EXCERPTED TEXT
━━━━━━━━━━━━━━━━━━━━━━━━━━━━━━

A cold start is the period when a component exists but has not warmed up enough to be fully effective. In Mutexmachine it appears when caches come online and hit rate climbs gradually.

Connection draining

Connection draining lets existing requests finish before a server is removed from rotation. In Mutexmachine it is the safer operational pattern behind rollbacks, restarts, and deploy incidents.

D

Database

The database is the durable source of truth for application state. It often becomes the hardest component to scale because reads and writes converge there.

DDoS

A distributed denial-of-service attack floods a system with traffic in order to overwhelm capacity and knock the service offline.

Dependency latency

Dependency latency happens when a downstream service slows down and upstream servers wait on it, holding threads and connections open until pressure spreads.

Dead letter queue

A dead letter queue stores messages that failed too many times so healthy work can keep moving. In Mutexmachine it explains poison queue message and retry-limit incidents.

E

Error rate

Error rate is the percentage of requests that fail instead of returning a valid response. Rising error rate usually means capacity or dependency failure.

Event stream

An event stream carries a continuous flow of messages or events between producers and consumers and helps smooth sudden bursts.

Exponential backoff

Exponential backoff spaces retries farther apart after each failure, often with jitter to avoid synchronization. In Mutexmachine it is the mitigation behind retry storms, reconnect storms, and thundering herd failures.

Eventual consistency

Eventual consistency means replicas or async systems may be temporarily stale but converge later. In Mutexmachine it appears in queues, streams, read replicas, and async processing scenarios.

Error budget

An error budget is the amount of failure a service can spend before it violates its reliability target. In Mutexmachine it is the practical meaning of strict uptime contracts.

F

Failover

Failover is the act of shifting traffic or responsibility to a backup component when the primary one is unhealthy.

Fan-out

Fan-out sends one event or update to many downstream consumers or clients. In Mutexmachine it appears in realtime and event-stream scenarios where one burst can multiply work.

G

Graceful degradation

Graceful degradation keeps the core service alive by returning a simpler or less personalized response when a dependency is slow or unavailable.

━━━━━━━━━━━━━━━━━━━━━━━━━━━━━━

YOUR INSTRUCTIONS
Using the glossary, explain in one to three sentences why the database often becomes the hardest component to scale. The records have no connection to the glossary.

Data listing
━━━━━━━━━━━━━━━━━━━━━━━━━━━━━━

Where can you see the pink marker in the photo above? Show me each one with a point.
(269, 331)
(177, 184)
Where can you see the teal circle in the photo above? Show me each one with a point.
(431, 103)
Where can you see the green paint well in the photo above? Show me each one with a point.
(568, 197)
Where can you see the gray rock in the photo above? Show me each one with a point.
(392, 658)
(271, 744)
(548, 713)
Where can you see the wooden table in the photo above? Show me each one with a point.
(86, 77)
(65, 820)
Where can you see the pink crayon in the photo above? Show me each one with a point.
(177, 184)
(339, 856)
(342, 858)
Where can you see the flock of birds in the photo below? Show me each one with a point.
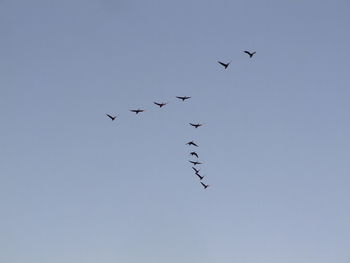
(195, 125)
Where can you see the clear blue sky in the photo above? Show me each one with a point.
(77, 187)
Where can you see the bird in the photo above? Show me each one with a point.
(200, 177)
(196, 125)
(194, 154)
(249, 53)
(192, 143)
(205, 185)
(196, 170)
(183, 98)
(195, 163)
(112, 117)
(137, 111)
(160, 104)
(225, 65)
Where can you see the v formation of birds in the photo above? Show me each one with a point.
(195, 125)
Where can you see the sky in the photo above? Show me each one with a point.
(78, 187)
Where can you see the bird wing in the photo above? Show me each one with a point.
(222, 64)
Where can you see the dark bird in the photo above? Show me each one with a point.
(196, 125)
(137, 111)
(195, 163)
(249, 53)
(200, 177)
(160, 104)
(196, 170)
(192, 143)
(112, 117)
(183, 98)
(205, 185)
(225, 65)
(194, 154)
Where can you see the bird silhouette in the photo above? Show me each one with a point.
(195, 163)
(196, 125)
(249, 53)
(183, 98)
(160, 104)
(194, 154)
(196, 170)
(137, 111)
(225, 65)
(112, 117)
(200, 177)
(192, 143)
(205, 185)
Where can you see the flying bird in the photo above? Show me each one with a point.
(225, 65)
(249, 53)
(137, 111)
(200, 177)
(183, 98)
(160, 104)
(112, 117)
(195, 163)
(196, 125)
(192, 143)
(205, 185)
(196, 170)
(194, 154)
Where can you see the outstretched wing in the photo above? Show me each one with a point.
(222, 64)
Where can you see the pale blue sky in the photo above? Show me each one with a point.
(76, 187)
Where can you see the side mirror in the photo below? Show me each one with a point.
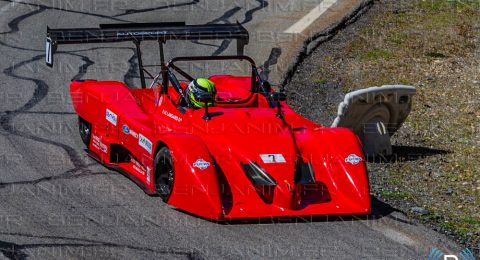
(206, 98)
(266, 86)
(278, 96)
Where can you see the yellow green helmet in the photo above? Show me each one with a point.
(197, 87)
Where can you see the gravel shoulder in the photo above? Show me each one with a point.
(433, 45)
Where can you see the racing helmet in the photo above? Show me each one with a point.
(199, 87)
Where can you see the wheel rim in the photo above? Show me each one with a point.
(165, 177)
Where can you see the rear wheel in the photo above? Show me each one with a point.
(164, 173)
(85, 129)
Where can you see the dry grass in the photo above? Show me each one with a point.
(433, 45)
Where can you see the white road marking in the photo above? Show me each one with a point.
(313, 15)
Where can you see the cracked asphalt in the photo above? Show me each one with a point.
(56, 203)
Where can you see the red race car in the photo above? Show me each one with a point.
(244, 154)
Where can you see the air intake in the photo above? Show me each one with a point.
(264, 183)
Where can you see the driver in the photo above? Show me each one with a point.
(197, 88)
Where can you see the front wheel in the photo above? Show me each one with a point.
(164, 173)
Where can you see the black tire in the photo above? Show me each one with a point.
(164, 173)
(85, 129)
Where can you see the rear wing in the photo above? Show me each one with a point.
(138, 32)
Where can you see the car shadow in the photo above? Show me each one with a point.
(402, 153)
(379, 210)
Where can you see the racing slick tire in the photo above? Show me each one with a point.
(164, 173)
(85, 129)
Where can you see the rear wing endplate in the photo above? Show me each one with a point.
(137, 32)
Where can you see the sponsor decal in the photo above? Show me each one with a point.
(98, 144)
(148, 175)
(129, 131)
(125, 129)
(133, 133)
(172, 116)
(201, 164)
(273, 158)
(145, 143)
(353, 159)
(111, 117)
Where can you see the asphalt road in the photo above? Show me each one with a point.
(58, 203)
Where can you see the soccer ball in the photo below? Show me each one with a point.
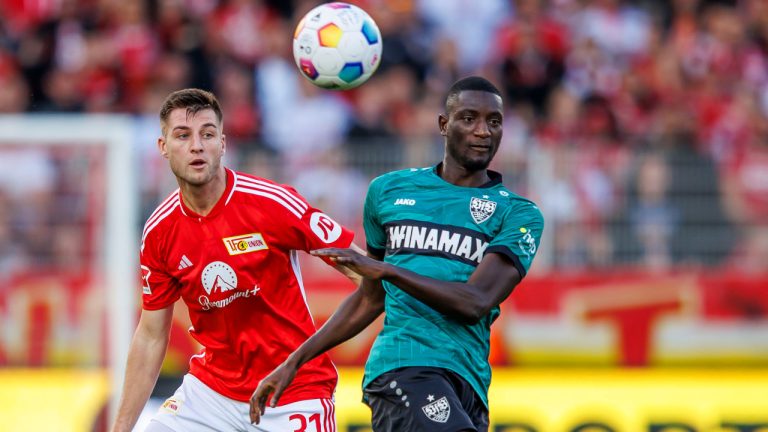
(337, 46)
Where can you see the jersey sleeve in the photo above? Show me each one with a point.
(159, 289)
(520, 236)
(315, 229)
(375, 237)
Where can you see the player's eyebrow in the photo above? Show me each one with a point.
(185, 127)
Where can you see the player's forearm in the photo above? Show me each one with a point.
(355, 313)
(143, 367)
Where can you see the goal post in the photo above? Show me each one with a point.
(118, 242)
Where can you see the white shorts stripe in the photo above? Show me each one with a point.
(196, 407)
(273, 197)
(277, 190)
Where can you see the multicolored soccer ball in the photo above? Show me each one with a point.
(337, 46)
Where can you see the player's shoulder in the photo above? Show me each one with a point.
(399, 176)
(518, 204)
(164, 213)
(249, 188)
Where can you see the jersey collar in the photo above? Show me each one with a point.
(220, 204)
(495, 177)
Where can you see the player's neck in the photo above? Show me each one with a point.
(460, 176)
(201, 199)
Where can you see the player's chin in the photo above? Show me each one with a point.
(477, 163)
(196, 178)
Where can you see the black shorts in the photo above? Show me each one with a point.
(429, 399)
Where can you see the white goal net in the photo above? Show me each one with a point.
(68, 242)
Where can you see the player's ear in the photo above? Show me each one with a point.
(162, 147)
(442, 123)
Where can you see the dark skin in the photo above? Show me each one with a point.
(472, 130)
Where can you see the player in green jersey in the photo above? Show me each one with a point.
(446, 245)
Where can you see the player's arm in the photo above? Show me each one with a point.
(354, 314)
(492, 282)
(349, 273)
(145, 357)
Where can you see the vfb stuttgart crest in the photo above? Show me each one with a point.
(481, 209)
(438, 411)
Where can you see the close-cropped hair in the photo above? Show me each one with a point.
(475, 83)
(193, 100)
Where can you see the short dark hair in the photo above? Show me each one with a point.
(194, 100)
(476, 83)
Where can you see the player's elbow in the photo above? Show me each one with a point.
(471, 312)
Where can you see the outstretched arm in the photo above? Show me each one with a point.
(349, 273)
(354, 314)
(148, 347)
(492, 282)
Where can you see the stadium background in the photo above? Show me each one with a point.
(640, 128)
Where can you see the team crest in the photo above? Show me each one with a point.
(438, 411)
(481, 209)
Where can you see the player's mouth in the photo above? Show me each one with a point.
(480, 147)
(198, 163)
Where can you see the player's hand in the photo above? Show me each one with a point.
(363, 265)
(274, 383)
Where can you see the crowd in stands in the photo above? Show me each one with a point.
(640, 127)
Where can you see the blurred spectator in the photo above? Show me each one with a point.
(532, 48)
(705, 236)
(745, 189)
(653, 218)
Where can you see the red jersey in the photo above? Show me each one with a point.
(237, 270)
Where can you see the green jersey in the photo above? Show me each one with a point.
(422, 223)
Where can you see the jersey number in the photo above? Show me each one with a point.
(325, 228)
(303, 422)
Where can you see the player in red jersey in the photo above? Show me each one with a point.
(226, 243)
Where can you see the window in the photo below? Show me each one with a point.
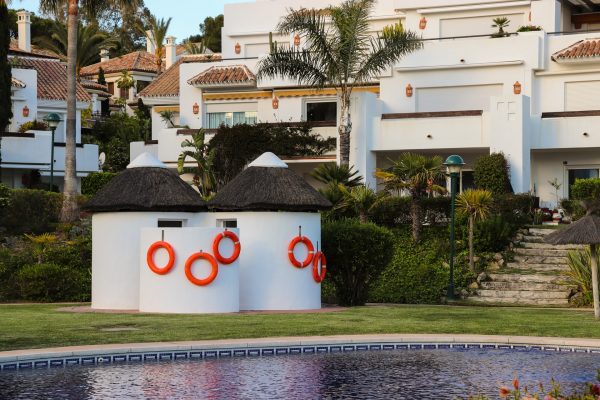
(227, 223)
(215, 120)
(321, 111)
(170, 223)
(581, 173)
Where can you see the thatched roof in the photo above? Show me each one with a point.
(146, 185)
(584, 231)
(268, 185)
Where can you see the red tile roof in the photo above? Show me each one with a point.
(588, 48)
(224, 75)
(52, 79)
(140, 61)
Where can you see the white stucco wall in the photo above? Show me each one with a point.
(173, 292)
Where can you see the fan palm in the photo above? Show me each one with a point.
(90, 40)
(197, 149)
(339, 51)
(416, 174)
(476, 205)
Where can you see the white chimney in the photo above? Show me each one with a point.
(104, 55)
(24, 23)
(170, 52)
(150, 45)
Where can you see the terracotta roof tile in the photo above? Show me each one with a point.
(52, 79)
(588, 48)
(224, 75)
(140, 61)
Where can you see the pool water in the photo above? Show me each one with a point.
(399, 374)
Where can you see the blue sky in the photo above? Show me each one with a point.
(186, 14)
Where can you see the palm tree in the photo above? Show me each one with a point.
(158, 30)
(197, 149)
(476, 205)
(415, 174)
(339, 51)
(90, 40)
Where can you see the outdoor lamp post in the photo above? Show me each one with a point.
(454, 165)
(52, 120)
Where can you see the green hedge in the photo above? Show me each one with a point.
(356, 255)
(91, 184)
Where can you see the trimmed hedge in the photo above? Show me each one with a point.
(356, 255)
(91, 184)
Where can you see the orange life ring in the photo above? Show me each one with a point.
(309, 246)
(201, 256)
(236, 247)
(150, 257)
(319, 257)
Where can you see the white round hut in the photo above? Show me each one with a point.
(145, 195)
(273, 207)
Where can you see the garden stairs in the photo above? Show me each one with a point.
(536, 276)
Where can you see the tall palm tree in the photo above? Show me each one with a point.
(90, 40)
(339, 51)
(476, 205)
(159, 29)
(416, 174)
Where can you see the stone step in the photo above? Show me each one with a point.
(521, 302)
(546, 246)
(538, 267)
(525, 294)
(542, 260)
(528, 286)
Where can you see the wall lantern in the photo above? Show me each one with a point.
(517, 88)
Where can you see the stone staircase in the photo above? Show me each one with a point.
(536, 276)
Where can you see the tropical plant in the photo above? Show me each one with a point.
(159, 29)
(197, 150)
(475, 205)
(416, 174)
(90, 40)
(500, 23)
(340, 51)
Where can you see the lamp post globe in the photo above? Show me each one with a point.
(53, 120)
(454, 165)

━━━━━━━━━━━━━━━━━━━━━━━━━━━━━━

FULL ANSWER
The database often becomes the hardest component to scale because reads and writes converge there. It is the durable source of truth for application state.